■ TAREA 1 ■
Reproduzca tal cual, y sin añadir ninguna otra, las líneas de los registros que van desde la que contiene "Draw the outline of every instance of the fallen" hasta la que contiene "253], [194, 242]]", ambas incluidas.

■ FRAGMENTO CITADO ■
==================================================
Ellos lo entienden muy bien porque es positivo. Revel significa revelación, no es de rebeldía. El segundo, Redamo proviene del latín y significa el regreso del amor.

EN LA INTERNET.

Revisando algunas páginas, me encontré de nuevo con una muy interesante, que ya había visto en ocasiones anteriores: www.aviondepapel.com En ella hay varios artículos sobre escritores, Poe, García Márquez, entre otros. Hoy quiero recomendárselas y aunque para la literatura no existe ninguna receta o fórmúla mágica, creo que es una buena guía para quienes quieren quebrarse un poco la cabeza, sentarse ante una hoja sin habitantes.
Aquí un fragmento de lo que se puede encontrar en esta página:

Los primeros vuelos literarios acaban en aterrizajes forzosos llenos de abstracciones. El piloto entra en la cabina del avión y se sienta frente a un cuadro de mandos lleno de lucecitas de imaginación y de manivelas de prisas que desembocan en sustantivos y verbos abstractos, en lugar de contar y atrapar mil palabras con una imagen empática.
Al piloto novel le entra vértigo de mirar hacia la literatura visual desde lo alto de la cabina, tanto que no cuenta su historia, sino que la explica y la llena de reflexiones, sin mostrar en una escena las manías del personaje, sus obsesiones, su entorno.
Los vuelos previos están sobrecargados de verbos sin contenido, en lugar de verbos de acción; los primeros párrafos deben llenarse de objetos y colores, de acciones y detalles peculiares que hagan que el lector sobrevuele la ficción contada.
==================================================
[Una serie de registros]
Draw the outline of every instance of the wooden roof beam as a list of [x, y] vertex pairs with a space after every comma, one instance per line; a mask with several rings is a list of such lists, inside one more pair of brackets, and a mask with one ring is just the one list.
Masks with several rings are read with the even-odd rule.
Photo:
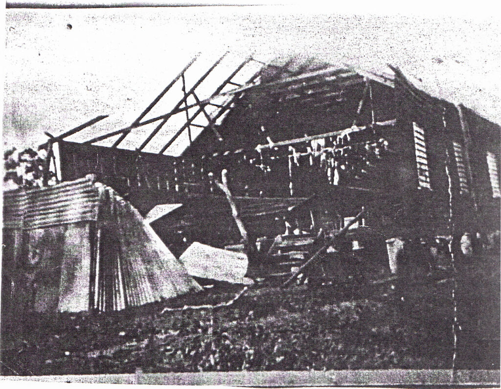
[[154, 107], [156, 104], [160, 101], [160, 99], [163, 97], [164, 96], [165, 96], [165, 94], [167, 93], [170, 88], [172, 87], [174, 84], [176, 83], [176, 82], [177, 82], [180, 77], [184, 77], [184, 72], [186, 72], [188, 70], [188, 68], [189, 68], [196, 60], [198, 56], [198, 55], [196, 56], [193, 58], [193, 59], [191, 60], [191, 61], [188, 62], [188, 64], [184, 67], [184, 69], [183, 69], [183, 70], [181, 71], [181, 72], [180, 72], [174, 78], [169, 85], [167, 85], [165, 89], [164, 89], [164, 90], [160, 92], [160, 94], [155, 98], [155, 100], [153, 100], [149, 106], [148, 106], [144, 111], [141, 113], [141, 114], [134, 121], [134, 122], [132, 122], [132, 124], [131, 125], [128, 130], [122, 133], [122, 136], [118, 139], [117, 139], [117, 141], [113, 144], [113, 146], [112, 146], [112, 148], [115, 148], [118, 146], [122, 141], [124, 140], [124, 138], [127, 136], [127, 134], [130, 132], [131, 130], [137, 126], [137, 125], [141, 121], [143, 118], [144, 118], [153, 109], [153, 107]]
[[[214, 64], [214, 65], [211, 66], [210, 68], [209, 68], [209, 70], [207, 70], [205, 73], [204, 73], [203, 75], [200, 78], [200, 79], [198, 80], [198, 81], [195, 83], [195, 85], [193, 85], [189, 90], [189, 91], [186, 93], [186, 94], [187, 95], [191, 94], [195, 90], [195, 88], [196, 88], [196, 87], [198, 87], [198, 85], [199, 85], [200, 84], [201, 84], [202, 82], [205, 79], [207, 76], [209, 75], [209, 74], [212, 71], [214, 68], [215, 68], [218, 65], [219, 65], [219, 63], [220, 63], [221, 61], [222, 61], [223, 59], [225, 57], [226, 57], [227, 54], [228, 52], [226, 52], [222, 55], [222, 56], [221, 57], [221, 58], [220, 58], [217, 61], [216, 61], [215, 63]], [[221, 88], [221, 89], [222, 89], [222, 88]], [[151, 132], [151, 133], [149, 135], [148, 135], [148, 138], [146, 138], [146, 139], [144, 141], [144, 142], [143, 142], [142, 144], [141, 144], [141, 146], [140, 146], [138, 148], [138, 150], [140, 151], [141, 150], [142, 150], [144, 148], [144, 147], [146, 146], [146, 145], [149, 143], [150, 141], [153, 139], [153, 137], [155, 136], [158, 133], [158, 131], [160, 131], [160, 129], [162, 128], [163, 125], [167, 122], [167, 121], [168, 120], [169, 118], [171, 116], [172, 116], [172, 115], [174, 114], [174, 112], [181, 106], [181, 105], [183, 104], [184, 102], [184, 98], [181, 99], [180, 100], [179, 100], [178, 103], [176, 104], [175, 107], [172, 109], [172, 110], [169, 114], [167, 114], [165, 116], [165, 117], [163, 119], [162, 119], [160, 124], [155, 128], [155, 130], [154, 130]], [[199, 113], [199, 112], [198, 113]], [[195, 116], [196, 116], [196, 115], [198, 115], [198, 114], [196, 114]], [[189, 125], [189, 122], [190, 121], [188, 121], [188, 126]]]
[[202, 112], [202, 110], [205, 108], [205, 106], [207, 105], [210, 102], [210, 100], [212, 100], [214, 96], [218, 95], [221, 91], [223, 90], [223, 88], [226, 86], [228, 82], [230, 81], [238, 72], [239, 72], [241, 69], [245, 66], [247, 64], [248, 64], [252, 59], [252, 57], [249, 57], [245, 59], [241, 64], [240, 64], [236, 69], [222, 82], [222, 83], [219, 85], [214, 91], [214, 93], [208, 99], [206, 99], [207, 101], [199, 102], [197, 101], [197, 105], [199, 106], [198, 109], [197, 110], [196, 112], [193, 114], [193, 116], [191, 116], [189, 120], [188, 120], [184, 125], [180, 128], [178, 131], [174, 134], [173, 136], [169, 141], [165, 144], [165, 145], [162, 148], [160, 152], [158, 154], [163, 154], [164, 152], [167, 150], [169, 147], [174, 143], [174, 141], [177, 138], [177, 137], [180, 135], [182, 132], [184, 131], [184, 129], [193, 121], [195, 118]]
[[89, 120], [88, 122], [86, 122], [83, 124], [81, 124], [80, 126], [78, 126], [75, 128], [70, 130], [69, 131], [67, 131], [66, 132], [62, 134], [61, 135], [59, 135], [57, 137], [53, 136], [52, 135], [49, 134], [49, 133], [46, 132], [45, 133], [46, 135], [49, 136], [51, 138], [49, 140], [49, 141], [48, 141], [48, 142], [50, 142], [52, 143], [54, 143], [56, 142], [62, 140], [64, 138], [67, 138], [67, 137], [69, 137], [70, 135], [73, 135], [74, 134], [76, 134], [77, 132], [82, 131], [84, 128], [87, 128], [87, 127], [92, 126], [93, 124], [95, 124], [98, 122], [102, 120], [103, 119], [107, 118], [108, 116], [108, 115], [100, 115], [99, 116], [96, 116], [95, 118], [94, 118], [93, 119], [91, 119], [91, 120]]

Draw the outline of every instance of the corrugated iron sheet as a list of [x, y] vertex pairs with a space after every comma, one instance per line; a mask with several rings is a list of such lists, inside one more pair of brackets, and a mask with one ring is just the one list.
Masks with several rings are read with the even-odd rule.
[[99, 195], [92, 175], [74, 181], [4, 193], [4, 228], [40, 228], [97, 219]]

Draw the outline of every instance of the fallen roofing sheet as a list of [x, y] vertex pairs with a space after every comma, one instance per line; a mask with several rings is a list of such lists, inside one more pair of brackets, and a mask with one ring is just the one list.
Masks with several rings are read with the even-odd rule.
[[182, 253], [179, 260], [191, 276], [232, 283], [254, 283], [244, 276], [248, 260], [247, 256], [241, 253], [194, 242]]

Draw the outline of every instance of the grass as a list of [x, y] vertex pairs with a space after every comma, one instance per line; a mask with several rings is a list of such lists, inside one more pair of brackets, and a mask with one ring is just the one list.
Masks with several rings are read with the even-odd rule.
[[[499, 259], [451, 278], [313, 287], [229, 284], [117, 312], [33, 314], [3, 334], [2, 373], [499, 368]], [[450, 276], [450, 274], [449, 274]], [[460, 326], [460, 329], [459, 327]], [[16, 372], [15, 373], [14, 372]]]

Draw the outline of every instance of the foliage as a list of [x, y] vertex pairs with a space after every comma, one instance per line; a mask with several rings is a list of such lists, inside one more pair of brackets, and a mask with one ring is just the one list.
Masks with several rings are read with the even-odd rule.
[[[47, 155], [47, 145], [38, 148], [38, 151], [28, 147], [19, 151], [13, 147], [4, 153], [4, 181], [17, 187], [42, 187], [44, 166]], [[55, 183], [55, 174], [48, 173], [49, 184]]]

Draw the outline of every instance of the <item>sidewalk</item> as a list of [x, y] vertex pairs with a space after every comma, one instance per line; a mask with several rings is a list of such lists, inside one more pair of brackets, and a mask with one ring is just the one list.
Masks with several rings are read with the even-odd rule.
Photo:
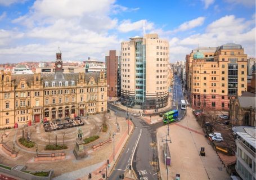
[[[169, 179], [175, 179], [176, 174], [181, 179], [229, 179], [225, 168], [213, 149], [200, 125], [188, 107], [185, 118], [169, 124], [169, 136], [172, 143], [168, 142], [171, 157], [171, 165], [168, 167]], [[167, 125], [157, 129], [159, 166], [163, 180], [167, 179], [165, 165], [164, 144], [166, 141]], [[205, 147], [205, 156], [199, 155], [201, 147]]]
[[[115, 166], [115, 163], [118, 160], [119, 156], [120, 154], [122, 153], [123, 147], [125, 146], [128, 139], [129, 138], [129, 136], [131, 135], [132, 131], [134, 129], [133, 124], [131, 121], [129, 121], [129, 124], [130, 125], [129, 128], [129, 135], [128, 134], [128, 127], [126, 130], [124, 132], [122, 136], [122, 138], [119, 140], [118, 142], [115, 142], [115, 161], [114, 161], [114, 154], [112, 152], [111, 155], [109, 156], [109, 160], [110, 166], [109, 168], [107, 166], [107, 162], [106, 160], [103, 161], [101, 162], [101, 165], [100, 167], [97, 168], [95, 168], [94, 171], [92, 173], [92, 180], [100, 180], [100, 179], [104, 179], [102, 178], [102, 174], [106, 173], [106, 168], [107, 168], [107, 176], [109, 176], [110, 173], [112, 170], [112, 169]], [[111, 143], [113, 145], [113, 143]], [[113, 145], [112, 145], [113, 146]], [[95, 170], [96, 169], [96, 170]], [[86, 174], [86, 176], [83, 176], [78, 179], [80, 180], [87, 180], [89, 172], [86, 173], [84, 172], [83, 174]]]

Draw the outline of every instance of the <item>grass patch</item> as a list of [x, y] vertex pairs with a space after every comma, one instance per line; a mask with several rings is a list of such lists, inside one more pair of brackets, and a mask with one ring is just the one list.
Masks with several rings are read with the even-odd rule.
[[49, 176], [49, 172], [32, 172], [31, 174], [37, 176], [47, 177]]
[[1, 164], [0, 164], [0, 167], [3, 168], [5, 168], [5, 169], [9, 169], [9, 170], [11, 170], [11, 169], [12, 168], [11, 167], [7, 166]]
[[61, 145], [47, 145], [44, 148], [45, 150], [65, 150], [68, 148], [68, 146], [66, 145], [64, 146]]
[[102, 131], [104, 132], [106, 132], [107, 130], [107, 124], [105, 124], [105, 123], [103, 123], [102, 124]]
[[84, 140], [84, 143], [88, 144], [91, 142], [94, 141], [97, 139], [98, 139], [100, 136], [92, 136], [92, 137], [87, 137]]
[[19, 139], [19, 142], [23, 146], [28, 148], [33, 147], [35, 145], [35, 143], [32, 141], [28, 141], [25, 138], [22, 137]]

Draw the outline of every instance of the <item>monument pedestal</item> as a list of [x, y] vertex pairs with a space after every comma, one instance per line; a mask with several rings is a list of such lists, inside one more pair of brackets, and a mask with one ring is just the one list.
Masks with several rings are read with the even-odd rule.
[[76, 140], [75, 148], [73, 153], [77, 160], [87, 157], [87, 153], [84, 148], [84, 142], [79, 139]]

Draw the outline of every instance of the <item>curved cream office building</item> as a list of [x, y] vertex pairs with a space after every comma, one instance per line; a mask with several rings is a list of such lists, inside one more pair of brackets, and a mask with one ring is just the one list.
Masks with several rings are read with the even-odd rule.
[[121, 43], [121, 102], [157, 109], [167, 105], [170, 82], [169, 43], [156, 34]]

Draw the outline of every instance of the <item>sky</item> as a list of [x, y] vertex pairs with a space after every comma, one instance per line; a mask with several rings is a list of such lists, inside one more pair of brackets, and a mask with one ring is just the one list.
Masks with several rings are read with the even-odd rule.
[[199, 47], [242, 45], [255, 57], [255, 0], [0, 0], [0, 64], [105, 60], [136, 35], [158, 33], [170, 62]]

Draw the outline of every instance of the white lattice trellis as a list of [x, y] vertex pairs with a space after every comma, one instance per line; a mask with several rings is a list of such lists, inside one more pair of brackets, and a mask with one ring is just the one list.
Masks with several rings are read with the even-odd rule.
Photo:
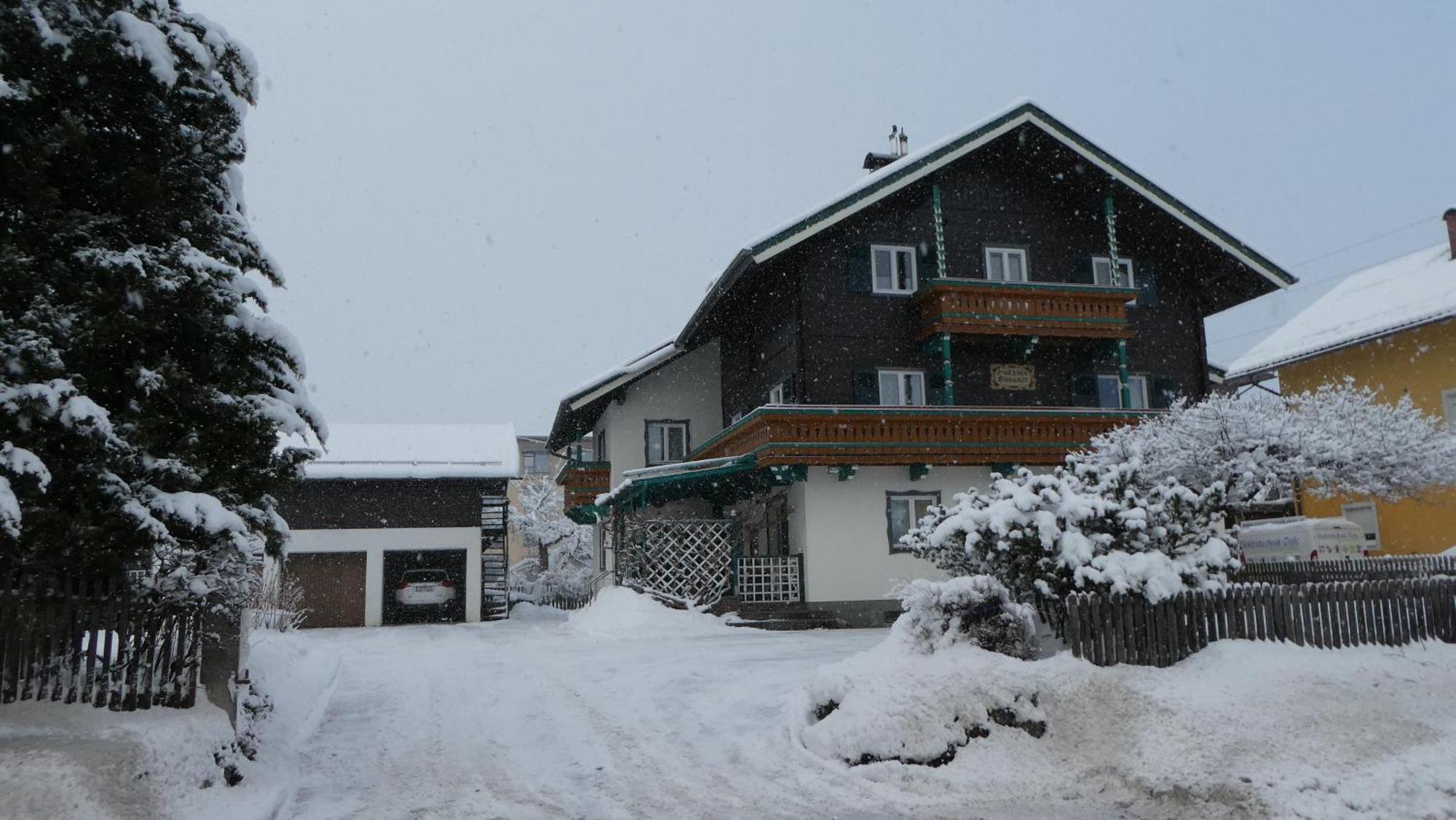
==================================================
■ TAREA 2 ■
Prosiga el fragmento sobre los primeros vuelos literarios del escritor novel a partir de su última oración.

■ RESPUESTA REDACTADA 1 ■
Draw the outline of every instance of the fallen roofing sheet as a list of [x, y] vertex pairs with a space after every comma, one instance per line; a mask with several rings is a list of such lists, inside one more pair of brackets, and a mask with one ring is just the one list.
Masks with several rings are read with the even-odd rule.
[[182, 253], [179, 260], [191, 276], [232, 283], [254, 283], [244, 276], [248, 260], [247, 256], [241, 253], [194, 242]]

■ RESPUESTA REDACTADA 2 ■
Tal y como lo narra la metáfora de Michael Ende en "Una historia interminable", donde su protagonista era absorbido por el libro mientras leía. Así deberían ser los textos literarios, así tiene que sentirse el lector: entusiasmado por la lectura, con el piloto automático puesto y volando ante el placer de la ficción.
La literatura es un arte dirigido al sentido de la vista para evocar mediante palabras lo que no se escucha, lo que no se huele, lo que no se saborea. El discurso visual atrapa con palabras, entra por los ojos y se derrama por el resto de sentidos.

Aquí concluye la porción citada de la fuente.